■ **ZADANIA DO WYKONANIA**:
• a. Zwróć dosłownie fragment tekstu o firmie Mo-Bruk od „Mo-Bruk, grupa specjalizująca” do „takich jak Mo-Bruk.”.
• b. Jaka była wartość inwestycji, które Mo-Bruk zakończył w ostatnich latach według tekstu o firmie Mo-Bruk?
• c. Przedstaw w formie krótkiej listy najważniejsze fakty z akapitu tekstu o firmie Mo-Bruk, który zaczyna się od słów „Niewątpliwie na rynku można zauważyć”.

Mo-Bruk, grupa specjalizująca się w przetwarzaniu odpadów przemysłowych, informuje, że ubiegłoroczne nowelizacje ustawy o odpadach i ustawy o Inspekcji Ochrony Środowiska nałożyły wiele obowiązków na firmy zajmujące się gospodarką odpadami. – Nowe przepisy m.in. wytworzyły presję na wszystkich podmiotach zajmujących się nielegalną gospodarką odpadami, a także dały zielone światło odpowiednim służbom do ścigania takich przestępców. W związku z tym potencjalnym przestępcom ciężej będzie wejść na ten rynek – mówi Józef Mokrzycki, prezes Mo-Bruku. Zauważa, że wiele firm zostało zamkniętych wskutek działalności organów ścigania, a wielu przedsiębiorców wycofało się z tej działalności. To w połączeniu ze zmniejszoną podażą usług utylizacji odpadów powoduje wzrost cen za tego typu prace. To sprzyja działalności firm takich jak Mo-Bruk.

– Niewątpliwie na rynku można zauważyć znaczący wzrost zainteresowania usługami związanymi z gospodarowaniem odpadami, a zwłaszcza współpracą z instalacjami, gdzie ostatecznie odpady są przetwarzane. Z tego też względu nasze moce przerobowe są wykorzystywane w coraz większym stopniu – przekonuje Mokrzycki. Dodaje, że ostatnio mocno rosną przychody i rentowność spółki. Co ważniejsze, trend ten powinien się utrzymać. W ostatnich latach Mo-Bruk zakończył inwestycje o wartości ponad 100 mln zł. Za te pieniądze wybudował zakłady do przetwarzania odpadów i rozwijał nowe technologie. – Obecnie myślimy o ekspansji geograficznej, gdyż nasze instalacje zlokalizowane są w południowej Polsce. Nie wykluczamy akwizycji. Bardzo intensywnie pod tym kątem analizujemy rynek – mówi Mokrzycki. Widzi też szanse na ekspansję zagraniczną.

■ **PREZENTOWANE REKORDY**:
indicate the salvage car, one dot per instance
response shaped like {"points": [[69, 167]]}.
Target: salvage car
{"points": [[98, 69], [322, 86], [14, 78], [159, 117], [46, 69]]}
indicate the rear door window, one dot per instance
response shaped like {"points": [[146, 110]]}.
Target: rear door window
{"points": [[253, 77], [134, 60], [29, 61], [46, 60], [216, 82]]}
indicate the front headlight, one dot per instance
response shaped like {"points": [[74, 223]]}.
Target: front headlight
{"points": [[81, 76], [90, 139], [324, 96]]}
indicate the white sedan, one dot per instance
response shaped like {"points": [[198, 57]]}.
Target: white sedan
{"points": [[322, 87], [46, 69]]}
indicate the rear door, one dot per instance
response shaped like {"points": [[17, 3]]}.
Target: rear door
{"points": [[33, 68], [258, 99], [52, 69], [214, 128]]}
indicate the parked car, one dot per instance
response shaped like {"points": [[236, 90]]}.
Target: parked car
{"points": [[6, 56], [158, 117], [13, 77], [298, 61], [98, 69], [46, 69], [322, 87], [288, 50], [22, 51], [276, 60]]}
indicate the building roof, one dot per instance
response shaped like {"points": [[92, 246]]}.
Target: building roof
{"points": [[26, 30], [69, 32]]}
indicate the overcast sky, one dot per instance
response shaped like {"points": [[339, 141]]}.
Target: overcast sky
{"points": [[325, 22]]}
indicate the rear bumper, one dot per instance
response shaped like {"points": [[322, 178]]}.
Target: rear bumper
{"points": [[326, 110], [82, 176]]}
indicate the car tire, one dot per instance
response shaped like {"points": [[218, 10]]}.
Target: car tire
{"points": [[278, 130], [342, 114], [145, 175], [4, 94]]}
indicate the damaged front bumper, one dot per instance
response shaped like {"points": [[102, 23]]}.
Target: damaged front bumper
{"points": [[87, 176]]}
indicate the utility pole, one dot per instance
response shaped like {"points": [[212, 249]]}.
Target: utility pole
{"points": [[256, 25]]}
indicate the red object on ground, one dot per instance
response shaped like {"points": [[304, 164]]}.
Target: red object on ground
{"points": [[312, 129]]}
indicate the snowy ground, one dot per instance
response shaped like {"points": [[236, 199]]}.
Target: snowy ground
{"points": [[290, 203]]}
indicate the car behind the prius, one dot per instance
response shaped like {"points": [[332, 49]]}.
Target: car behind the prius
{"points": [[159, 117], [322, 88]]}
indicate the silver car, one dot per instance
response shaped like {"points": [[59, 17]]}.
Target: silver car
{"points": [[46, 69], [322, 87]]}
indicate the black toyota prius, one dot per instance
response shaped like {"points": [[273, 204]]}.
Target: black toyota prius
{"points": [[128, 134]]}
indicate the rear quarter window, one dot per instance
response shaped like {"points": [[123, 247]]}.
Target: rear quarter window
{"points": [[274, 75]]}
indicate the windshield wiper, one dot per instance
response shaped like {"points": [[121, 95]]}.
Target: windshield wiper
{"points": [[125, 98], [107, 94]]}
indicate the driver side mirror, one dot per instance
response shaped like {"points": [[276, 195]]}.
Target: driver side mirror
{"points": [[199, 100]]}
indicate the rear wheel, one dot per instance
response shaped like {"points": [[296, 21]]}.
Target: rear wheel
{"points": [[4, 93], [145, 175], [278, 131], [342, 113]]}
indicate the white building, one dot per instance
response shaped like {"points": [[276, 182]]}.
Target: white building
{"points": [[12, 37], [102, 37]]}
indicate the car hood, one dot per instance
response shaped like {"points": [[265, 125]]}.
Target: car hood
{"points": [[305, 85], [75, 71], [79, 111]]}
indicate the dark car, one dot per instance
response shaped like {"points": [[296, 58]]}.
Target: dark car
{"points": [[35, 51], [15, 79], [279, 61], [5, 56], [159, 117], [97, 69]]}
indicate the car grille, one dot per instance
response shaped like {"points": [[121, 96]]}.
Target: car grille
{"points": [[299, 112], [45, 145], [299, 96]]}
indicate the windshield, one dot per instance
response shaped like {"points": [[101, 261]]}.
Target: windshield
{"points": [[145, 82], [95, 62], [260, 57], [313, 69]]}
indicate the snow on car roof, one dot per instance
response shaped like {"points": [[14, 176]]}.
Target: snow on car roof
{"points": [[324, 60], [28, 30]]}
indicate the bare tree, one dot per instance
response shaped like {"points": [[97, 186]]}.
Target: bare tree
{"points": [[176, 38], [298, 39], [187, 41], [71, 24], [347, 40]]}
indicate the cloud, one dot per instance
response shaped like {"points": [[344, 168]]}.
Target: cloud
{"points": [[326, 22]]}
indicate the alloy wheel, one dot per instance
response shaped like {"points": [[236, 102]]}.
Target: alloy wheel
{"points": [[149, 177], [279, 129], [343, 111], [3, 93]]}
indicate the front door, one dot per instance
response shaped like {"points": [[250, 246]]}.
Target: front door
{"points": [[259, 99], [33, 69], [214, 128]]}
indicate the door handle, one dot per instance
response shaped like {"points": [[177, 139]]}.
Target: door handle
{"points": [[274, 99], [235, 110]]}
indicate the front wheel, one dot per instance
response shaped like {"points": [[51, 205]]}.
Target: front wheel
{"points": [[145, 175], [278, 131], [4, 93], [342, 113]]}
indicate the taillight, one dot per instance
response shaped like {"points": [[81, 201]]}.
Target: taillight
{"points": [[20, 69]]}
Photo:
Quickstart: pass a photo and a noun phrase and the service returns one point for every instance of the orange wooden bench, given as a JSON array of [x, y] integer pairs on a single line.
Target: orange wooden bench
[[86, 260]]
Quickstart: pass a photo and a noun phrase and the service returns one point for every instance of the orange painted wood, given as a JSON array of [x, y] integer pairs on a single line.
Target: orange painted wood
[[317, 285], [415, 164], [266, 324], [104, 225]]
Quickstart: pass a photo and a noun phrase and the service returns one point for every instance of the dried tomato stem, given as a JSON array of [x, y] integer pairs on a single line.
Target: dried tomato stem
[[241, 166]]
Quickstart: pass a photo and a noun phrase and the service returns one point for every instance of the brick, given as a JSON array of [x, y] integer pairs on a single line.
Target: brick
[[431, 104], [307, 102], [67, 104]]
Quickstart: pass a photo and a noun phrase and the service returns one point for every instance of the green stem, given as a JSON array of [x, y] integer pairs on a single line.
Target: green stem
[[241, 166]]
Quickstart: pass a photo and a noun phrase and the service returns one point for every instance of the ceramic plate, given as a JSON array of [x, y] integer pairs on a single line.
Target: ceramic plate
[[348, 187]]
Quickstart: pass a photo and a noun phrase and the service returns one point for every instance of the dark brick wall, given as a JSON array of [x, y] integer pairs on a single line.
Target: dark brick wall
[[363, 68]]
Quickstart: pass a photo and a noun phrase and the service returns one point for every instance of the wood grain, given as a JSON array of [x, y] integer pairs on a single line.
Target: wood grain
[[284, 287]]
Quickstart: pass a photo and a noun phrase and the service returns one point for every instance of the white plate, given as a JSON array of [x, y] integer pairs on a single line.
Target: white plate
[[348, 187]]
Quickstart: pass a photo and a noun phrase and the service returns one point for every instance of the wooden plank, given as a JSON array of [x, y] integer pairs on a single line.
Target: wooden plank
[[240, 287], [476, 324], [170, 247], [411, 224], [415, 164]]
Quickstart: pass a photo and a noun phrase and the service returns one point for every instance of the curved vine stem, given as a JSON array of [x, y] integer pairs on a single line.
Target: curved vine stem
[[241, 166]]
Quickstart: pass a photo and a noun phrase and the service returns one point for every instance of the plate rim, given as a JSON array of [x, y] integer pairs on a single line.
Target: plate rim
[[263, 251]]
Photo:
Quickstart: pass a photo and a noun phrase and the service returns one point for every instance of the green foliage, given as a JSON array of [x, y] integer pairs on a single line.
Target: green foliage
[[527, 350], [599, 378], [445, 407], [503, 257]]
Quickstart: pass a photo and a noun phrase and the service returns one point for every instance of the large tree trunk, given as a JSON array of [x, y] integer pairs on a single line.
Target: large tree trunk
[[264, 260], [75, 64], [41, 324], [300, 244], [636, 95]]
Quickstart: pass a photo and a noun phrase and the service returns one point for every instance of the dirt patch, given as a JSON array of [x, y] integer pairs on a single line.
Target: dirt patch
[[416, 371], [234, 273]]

■ **ROZWIĄZANIA ZADAŃ**:
• a.
Mo-Bruk, grupa specjalizująca się w przetwarzaniu odpadów przemysłowych, informuje, że ubiegłoroczne nowelizacje ustawy o odpadach i ustawy o Inspekcji Ochrony Środowiska nałożyły wiele obowiązków na firmy zajmujące się gospodarką odpadami. – Nowe przepisy m.in. wytworzyły presję na wszystkich podmiotach zajmujących się nielegalną gospodarką odpadami, a także dały zielone światło odpowiednim służbom do ścigania takich przestępców. W związku z tym potencjalnym przestępcom ciężej będzie wejść na ten rynek – mówi Józef Mokrzycki, prezes Mo-Bruku. Zauważa, że wiele firm zostało zamkniętych wskutek działalności organów ścigania, a wielu przedsiębiorców wycofało się z tej działalności. To w połączeniu ze zmniejszoną podażą usług utylizacji odpadów powoduje wzrost cen za tego typu prace. To sprzyja działalności firm takich jak Mo-Bruk.

• b. Ponad 100 mln zł.

• c.
- Na rynku wyraźnie rośnie zainteresowanie usługami gospodarki odpadami, zwłaszcza współpracą z instalacjami, w których odpady są ostatecznie przetwarzane.
- Moce przerobowe Mo-Bruku są wykorzystywane w coraz większym stopniu.
- Przychody i rentowność spółki mocno rosną, a trend ten powinien się utrzymać.
- W ostatnich latach spółka zakończyła inwestycje warte ponad 100 mln zł. Wybudowała za nie zakłady przetwarzania odpadów i rozwijała nowe technologie.
- Instalacje firmy znajdują się w południowej Polsce, dlatego rozważa ona ekspansję geograficzną. Nie wyklucza akwizycji i intensywnie analizuje pod tym kątem rynek.
- Prezes widzi też szanse na ekspansję zagraniczną.